Brano fornito:
Il calore di un rifugio inaspettato

La casa della signora ci avvolge immediatamente in un’atmosfera calda e accogliente. Nonostante il nostro aspetto, stanco e infangato, lei sembra a suo agio, come se avesse già affrontato situazioni simili molte volte.

«Toglietevi i giubbotti e lasciate che mi prenda cura di voi» dice con un sorriso rassicurante. La sua voce calma, il modo in cui si muove nella cucina, tutto parla di una sicurezza che sembra contagiosa.

Una luce soffusa amplifica il senso di pace mentre ci concediamo una veloce doccia purificante e rigenerante. Quando torniamo in cucina, il calore della stufa e l’aroma del cibo ci avvolgono in un abbraccio familiare, facendoci dimenticare il peso delle ultime ore.

Mentre mangiamo, finalmente sento la tensione sciogliersi. La pioggia continua a cadere fuori, ma qui dentro c’è solo il suono delle posate sui piatti e il lieve crepitio di una stufa nell’angolo. È allora che noto le foto appese alla parete. Scatti in bianco e nero mostrano una coppia accanto ad aerei d’epoca, entrambi giovani, sorridenti e pieni di energia. Non riesco a trattenere la curiosità.

«Queste foto…» comincio, indicando la parete. «Siete voi, vero? Lei e suo marito?»

La signora si ferma un momento, il cucchiaio sospeso a metà. I suoi occhi si fanno immediatamente lucidi mentre un sorriso nostalgico le illumina il viso.

«Sì» risponde con un tono che mescola orgoglio e malinconia. «Io e Pietro, mio marito. Abbiamo condiviso una vita intera di voli e avventure.»

Si percepisce nella sua voce un’eco lontana di quei giorni, come se per un attimo fosse di nuovo lassù, tra le nuvole.

La vita non è solo quella che viviamo giorno per giorno ma anche quella che scegliamo di ricordare. E ogni ricordo, come ogni volo, ci accompagna, anche quando siamo fermi

la signora Marina che ci attende all’ingresso di casa. (foto leonardo.ai)

Un amore per il volo senza tempo

«Pietro era un pilota» continua la signora, posando il cucchiaio e sfiorando il bordo della tazza con le dita. «Era dieci anni più grande di me e aveva iniziato a volare negli anni Cinquanta, subito dopo la guerra. All’epoca Grosseto era già una base importante per l’aviazione italiana e lui prestò servizio lì per diversi anni. Volava sui caccia dell’Aeronautica Militare ma il suo sogno era sempre stato quello di esplorare il mondo, non di combattere.» Fa una breve pausa, come persa in un ricordo lontano. «Me lo diceva sempre, sai? Che il cielo era troppo vasto per sprecarlo in guerra.»

«Ha servito in missioni importanti?» chiedo incuriosito.

«Sì, ma non nella guerra mondiale» precisa. «Era troppo giovane. Ha invece partecipato a esercitazioni e missioni di pattugliamento durante la Guerra Fredda. Dopo il servizio militare decise di acquistare questo terreno. L’idea era di costruire un campo volo, un luogo dove la nostra passione potesse continuare senza limiti.»

Veronika interviene con interesse. «E voi volavate insieme?»

(Esempi di etichettatura con maschere)
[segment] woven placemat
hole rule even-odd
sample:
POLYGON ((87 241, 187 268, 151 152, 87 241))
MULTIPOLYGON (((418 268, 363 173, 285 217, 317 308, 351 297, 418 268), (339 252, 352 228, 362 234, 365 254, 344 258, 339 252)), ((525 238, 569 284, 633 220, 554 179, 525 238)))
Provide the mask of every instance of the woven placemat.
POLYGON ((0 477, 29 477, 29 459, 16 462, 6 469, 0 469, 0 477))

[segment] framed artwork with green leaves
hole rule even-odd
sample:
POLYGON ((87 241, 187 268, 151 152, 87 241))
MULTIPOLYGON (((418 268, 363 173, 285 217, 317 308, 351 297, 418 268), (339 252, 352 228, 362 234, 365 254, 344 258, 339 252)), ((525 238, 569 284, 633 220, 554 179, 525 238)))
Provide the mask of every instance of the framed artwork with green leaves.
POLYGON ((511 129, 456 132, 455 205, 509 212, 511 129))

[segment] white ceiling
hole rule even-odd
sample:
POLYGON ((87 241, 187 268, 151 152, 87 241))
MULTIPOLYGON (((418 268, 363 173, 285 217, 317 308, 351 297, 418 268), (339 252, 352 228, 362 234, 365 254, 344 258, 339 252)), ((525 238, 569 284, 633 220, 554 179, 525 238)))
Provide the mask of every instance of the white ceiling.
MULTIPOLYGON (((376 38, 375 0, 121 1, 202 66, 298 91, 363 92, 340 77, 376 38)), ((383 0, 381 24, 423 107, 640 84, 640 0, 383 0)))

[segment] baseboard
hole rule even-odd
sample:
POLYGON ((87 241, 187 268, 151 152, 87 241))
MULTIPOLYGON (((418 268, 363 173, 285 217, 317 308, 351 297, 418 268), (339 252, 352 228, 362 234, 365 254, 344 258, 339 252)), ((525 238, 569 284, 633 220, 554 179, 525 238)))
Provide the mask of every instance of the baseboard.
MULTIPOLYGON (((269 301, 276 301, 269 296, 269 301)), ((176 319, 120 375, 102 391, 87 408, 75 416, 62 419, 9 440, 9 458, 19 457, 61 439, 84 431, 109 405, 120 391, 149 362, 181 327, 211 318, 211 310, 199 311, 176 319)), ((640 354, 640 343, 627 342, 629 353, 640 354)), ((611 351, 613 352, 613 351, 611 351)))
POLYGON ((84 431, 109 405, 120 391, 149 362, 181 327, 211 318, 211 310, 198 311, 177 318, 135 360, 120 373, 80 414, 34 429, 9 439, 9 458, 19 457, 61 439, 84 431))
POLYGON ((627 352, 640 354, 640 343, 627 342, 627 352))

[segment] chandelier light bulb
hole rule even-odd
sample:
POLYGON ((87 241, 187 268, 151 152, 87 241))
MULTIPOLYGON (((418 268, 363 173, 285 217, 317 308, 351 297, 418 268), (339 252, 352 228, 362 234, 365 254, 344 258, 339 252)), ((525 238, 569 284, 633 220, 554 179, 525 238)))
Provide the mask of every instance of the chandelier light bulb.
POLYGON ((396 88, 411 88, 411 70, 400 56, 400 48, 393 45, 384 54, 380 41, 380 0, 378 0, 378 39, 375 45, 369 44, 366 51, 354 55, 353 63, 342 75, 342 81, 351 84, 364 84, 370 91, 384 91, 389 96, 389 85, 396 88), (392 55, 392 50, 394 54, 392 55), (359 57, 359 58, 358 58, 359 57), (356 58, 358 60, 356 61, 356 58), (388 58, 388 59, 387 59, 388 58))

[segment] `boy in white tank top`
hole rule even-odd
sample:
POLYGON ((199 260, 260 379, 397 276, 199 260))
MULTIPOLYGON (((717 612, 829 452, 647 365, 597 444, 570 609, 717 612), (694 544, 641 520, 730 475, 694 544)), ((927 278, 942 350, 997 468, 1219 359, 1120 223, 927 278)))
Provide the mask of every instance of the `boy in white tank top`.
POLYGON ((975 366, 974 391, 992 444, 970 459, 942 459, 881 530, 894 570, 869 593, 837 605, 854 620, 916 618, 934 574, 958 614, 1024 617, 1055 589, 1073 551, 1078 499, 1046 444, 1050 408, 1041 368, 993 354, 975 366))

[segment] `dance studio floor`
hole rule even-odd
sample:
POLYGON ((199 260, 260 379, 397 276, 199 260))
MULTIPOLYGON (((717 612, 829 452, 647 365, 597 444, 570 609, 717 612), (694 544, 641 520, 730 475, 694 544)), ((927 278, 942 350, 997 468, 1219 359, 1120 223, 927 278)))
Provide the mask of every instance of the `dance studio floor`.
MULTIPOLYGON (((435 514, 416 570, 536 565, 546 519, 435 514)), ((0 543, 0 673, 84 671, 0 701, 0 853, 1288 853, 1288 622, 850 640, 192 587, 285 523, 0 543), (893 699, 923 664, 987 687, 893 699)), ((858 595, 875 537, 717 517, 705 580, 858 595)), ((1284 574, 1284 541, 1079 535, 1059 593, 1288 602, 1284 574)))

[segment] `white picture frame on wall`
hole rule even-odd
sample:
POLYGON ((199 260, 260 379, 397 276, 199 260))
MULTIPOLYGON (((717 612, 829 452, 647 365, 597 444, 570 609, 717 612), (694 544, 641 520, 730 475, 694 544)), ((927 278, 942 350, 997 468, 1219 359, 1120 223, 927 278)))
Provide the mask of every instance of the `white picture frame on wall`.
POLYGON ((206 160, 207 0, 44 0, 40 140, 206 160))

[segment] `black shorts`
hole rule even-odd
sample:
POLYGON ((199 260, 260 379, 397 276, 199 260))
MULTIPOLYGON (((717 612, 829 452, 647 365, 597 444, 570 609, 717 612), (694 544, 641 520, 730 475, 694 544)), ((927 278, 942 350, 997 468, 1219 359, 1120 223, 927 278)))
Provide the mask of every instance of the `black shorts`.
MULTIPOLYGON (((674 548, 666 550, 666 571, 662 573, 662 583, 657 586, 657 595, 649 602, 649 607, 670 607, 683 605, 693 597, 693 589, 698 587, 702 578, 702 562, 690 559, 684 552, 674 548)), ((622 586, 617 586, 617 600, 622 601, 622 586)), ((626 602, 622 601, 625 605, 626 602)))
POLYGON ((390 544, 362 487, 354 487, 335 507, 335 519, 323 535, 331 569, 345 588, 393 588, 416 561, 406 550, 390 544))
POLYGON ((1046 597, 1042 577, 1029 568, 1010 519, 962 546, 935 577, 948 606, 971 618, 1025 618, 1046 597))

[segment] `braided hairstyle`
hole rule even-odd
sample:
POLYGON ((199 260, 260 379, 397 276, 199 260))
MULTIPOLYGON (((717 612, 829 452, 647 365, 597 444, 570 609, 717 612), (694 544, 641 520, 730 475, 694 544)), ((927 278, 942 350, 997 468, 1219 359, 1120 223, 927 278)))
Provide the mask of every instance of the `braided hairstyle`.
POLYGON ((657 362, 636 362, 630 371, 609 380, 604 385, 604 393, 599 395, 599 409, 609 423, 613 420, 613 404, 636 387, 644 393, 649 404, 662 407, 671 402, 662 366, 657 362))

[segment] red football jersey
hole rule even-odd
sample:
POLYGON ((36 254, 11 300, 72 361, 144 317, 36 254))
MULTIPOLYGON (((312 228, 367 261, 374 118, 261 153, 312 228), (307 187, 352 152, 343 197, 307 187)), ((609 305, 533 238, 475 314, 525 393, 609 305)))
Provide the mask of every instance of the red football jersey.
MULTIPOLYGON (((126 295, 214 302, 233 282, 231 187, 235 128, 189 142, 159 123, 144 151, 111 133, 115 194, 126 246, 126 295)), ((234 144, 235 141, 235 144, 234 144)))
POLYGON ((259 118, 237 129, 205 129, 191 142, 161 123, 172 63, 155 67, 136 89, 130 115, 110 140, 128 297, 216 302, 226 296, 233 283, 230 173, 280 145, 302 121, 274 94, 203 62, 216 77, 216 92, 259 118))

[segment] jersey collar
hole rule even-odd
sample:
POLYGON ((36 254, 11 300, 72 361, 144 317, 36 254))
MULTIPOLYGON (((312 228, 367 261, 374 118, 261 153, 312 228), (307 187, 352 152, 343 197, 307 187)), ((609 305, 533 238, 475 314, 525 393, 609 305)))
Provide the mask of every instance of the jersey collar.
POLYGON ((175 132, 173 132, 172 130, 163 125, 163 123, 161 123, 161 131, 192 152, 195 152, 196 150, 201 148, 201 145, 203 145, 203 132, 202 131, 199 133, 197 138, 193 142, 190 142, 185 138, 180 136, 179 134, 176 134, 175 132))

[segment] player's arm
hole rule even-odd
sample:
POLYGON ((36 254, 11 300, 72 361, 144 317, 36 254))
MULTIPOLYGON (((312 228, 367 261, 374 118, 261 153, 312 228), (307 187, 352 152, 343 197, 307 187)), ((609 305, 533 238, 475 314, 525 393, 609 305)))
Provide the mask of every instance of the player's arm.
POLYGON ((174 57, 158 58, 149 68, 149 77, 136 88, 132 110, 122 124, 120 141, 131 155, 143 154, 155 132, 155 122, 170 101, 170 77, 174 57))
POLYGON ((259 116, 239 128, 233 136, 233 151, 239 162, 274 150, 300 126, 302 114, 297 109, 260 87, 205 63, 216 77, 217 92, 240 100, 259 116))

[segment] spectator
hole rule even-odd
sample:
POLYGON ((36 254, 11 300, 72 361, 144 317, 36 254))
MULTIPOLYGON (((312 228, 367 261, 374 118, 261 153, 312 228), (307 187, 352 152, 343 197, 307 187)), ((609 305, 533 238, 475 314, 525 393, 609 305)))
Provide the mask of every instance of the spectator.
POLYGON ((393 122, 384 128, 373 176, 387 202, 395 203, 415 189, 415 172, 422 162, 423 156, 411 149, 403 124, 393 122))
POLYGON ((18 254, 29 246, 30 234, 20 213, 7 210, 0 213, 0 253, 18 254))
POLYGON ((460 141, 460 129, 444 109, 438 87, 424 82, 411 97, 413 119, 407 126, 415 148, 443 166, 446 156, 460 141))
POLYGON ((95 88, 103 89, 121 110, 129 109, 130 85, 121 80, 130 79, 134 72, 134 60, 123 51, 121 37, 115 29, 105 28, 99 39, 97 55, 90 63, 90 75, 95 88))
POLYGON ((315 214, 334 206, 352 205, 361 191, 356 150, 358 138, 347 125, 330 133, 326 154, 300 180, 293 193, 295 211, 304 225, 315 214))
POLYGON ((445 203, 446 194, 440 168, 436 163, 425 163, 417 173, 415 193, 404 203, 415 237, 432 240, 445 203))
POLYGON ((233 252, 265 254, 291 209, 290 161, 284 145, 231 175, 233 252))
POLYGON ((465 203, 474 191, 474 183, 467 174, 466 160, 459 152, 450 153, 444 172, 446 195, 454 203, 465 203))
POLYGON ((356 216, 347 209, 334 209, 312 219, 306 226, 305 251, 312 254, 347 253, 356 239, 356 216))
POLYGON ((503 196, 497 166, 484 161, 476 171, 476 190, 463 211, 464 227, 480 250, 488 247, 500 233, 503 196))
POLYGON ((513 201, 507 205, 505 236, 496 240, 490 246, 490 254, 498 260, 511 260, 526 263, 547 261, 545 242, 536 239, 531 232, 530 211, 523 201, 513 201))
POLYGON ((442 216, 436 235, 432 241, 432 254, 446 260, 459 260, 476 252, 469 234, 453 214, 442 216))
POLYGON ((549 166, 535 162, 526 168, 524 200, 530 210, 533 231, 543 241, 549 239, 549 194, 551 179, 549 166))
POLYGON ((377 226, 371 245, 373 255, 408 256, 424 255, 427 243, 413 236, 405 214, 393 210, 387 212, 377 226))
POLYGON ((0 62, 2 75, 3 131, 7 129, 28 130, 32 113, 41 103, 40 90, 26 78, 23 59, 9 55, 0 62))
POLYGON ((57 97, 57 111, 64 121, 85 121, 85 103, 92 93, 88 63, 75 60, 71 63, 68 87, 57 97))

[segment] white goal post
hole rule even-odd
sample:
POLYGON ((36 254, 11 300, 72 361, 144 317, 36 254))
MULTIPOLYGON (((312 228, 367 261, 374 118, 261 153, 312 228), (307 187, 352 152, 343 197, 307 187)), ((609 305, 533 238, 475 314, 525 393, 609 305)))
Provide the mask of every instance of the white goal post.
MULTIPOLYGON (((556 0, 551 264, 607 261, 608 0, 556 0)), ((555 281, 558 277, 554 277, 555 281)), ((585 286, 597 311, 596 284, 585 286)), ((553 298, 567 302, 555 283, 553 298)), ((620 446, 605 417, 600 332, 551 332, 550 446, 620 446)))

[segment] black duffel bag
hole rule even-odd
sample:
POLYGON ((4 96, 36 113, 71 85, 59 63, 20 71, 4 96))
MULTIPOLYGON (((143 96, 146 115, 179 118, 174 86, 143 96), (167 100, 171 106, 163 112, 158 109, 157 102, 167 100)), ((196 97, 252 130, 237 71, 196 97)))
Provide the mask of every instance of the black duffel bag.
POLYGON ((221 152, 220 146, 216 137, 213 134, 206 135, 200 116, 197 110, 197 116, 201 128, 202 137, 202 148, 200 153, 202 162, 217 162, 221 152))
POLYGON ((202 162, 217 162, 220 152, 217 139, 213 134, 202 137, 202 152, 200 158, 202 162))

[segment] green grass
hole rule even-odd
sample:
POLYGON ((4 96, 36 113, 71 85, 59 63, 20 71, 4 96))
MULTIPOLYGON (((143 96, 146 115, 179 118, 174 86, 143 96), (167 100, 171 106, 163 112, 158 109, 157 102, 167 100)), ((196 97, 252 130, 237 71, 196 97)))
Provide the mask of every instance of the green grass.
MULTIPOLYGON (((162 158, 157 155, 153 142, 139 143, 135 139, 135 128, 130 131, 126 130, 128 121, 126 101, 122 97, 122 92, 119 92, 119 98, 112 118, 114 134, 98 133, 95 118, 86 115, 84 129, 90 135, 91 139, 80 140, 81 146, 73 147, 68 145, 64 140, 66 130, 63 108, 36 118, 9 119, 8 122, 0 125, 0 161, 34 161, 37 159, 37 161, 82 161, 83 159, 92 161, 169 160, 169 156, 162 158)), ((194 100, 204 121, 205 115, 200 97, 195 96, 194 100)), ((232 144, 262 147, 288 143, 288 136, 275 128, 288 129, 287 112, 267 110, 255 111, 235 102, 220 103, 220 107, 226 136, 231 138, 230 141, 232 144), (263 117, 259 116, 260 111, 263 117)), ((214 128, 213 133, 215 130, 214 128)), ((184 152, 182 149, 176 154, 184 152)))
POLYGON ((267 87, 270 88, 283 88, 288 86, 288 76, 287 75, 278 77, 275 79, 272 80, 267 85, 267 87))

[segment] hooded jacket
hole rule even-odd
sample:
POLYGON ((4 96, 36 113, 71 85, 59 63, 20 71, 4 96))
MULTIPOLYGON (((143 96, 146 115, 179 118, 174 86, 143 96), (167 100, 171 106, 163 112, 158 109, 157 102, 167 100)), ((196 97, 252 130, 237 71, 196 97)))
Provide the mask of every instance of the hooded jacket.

Obiettivi:
a) Nel racconto del rifugio, quali persone vengono chiamate per nome? Elencale tutte.
b) Scrivi il seguito del racconto del rifugio, partendo subito dopo l'ultima frase.

Soluzioni esercizi:
a) Pietro, Marina, Veronika

b)
«Oh sì» risponde la signora illuminandosi in volto. «Ho imparato a volare grazie a lui. Non era comune per una donna all’epoca, ma Pietro insisteva che il cielo non aveva regole di genere. Abbiamo girato l’Italia e l’Europa a bordo di un piccolo Piper. Ogni volo era un’avventura: ci fermavamo in campi volo remoti, mangiavamo in osterie locali e dormivamo sotto le ali dell’aereo quando non c’erano altri posti disponibili.»

«Che storia stupenda» esclamo, immaginando quella vita di libertà. «E adesso il campo volo è ancora attivo?»

«Lo gestisce la persona con la quale avete parlato a telefono prima. Io non ne faccio più parte, almeno non ufficialmente» spiega. «Da quando Pietro non c’è più, è rimasto solo un luogo dove i vecchi amici vengono a trovarmi, magari per un atterraggio di passaggio. Io mi limito a mantenere in ordine il nostro piccolo hangar con ancora i ricordi di Pietro.»

«Dev’essere difficile continuare da sola» dice Veronika con empatia.

La signora annuisce, ma c’è una nota di malinconia nei suoi occhi. «Lo è. A volte, se chiudo gli occhi, mi sembra quasi di sentire ancora la sua voce nella radio che mi comunica che sta per atterrare. Magari mentre mescolavo la zuppa in cucina, aspettandolo per cena.»

La conversazione con la signora Marina, così scopriamo si chiami, prosegue per tutto il pomeriggio. Restiamo a tavola così a lungo che, quando finalmente ci alziamo per andare a riposare, il cielo è già buio. Fuori la pioggia ha quasi smesso e il silenzio, interrotto solo dal gocciolio sulle grondaie, porta con sé la speranza che il maltempo finisca del tutto durante la notte.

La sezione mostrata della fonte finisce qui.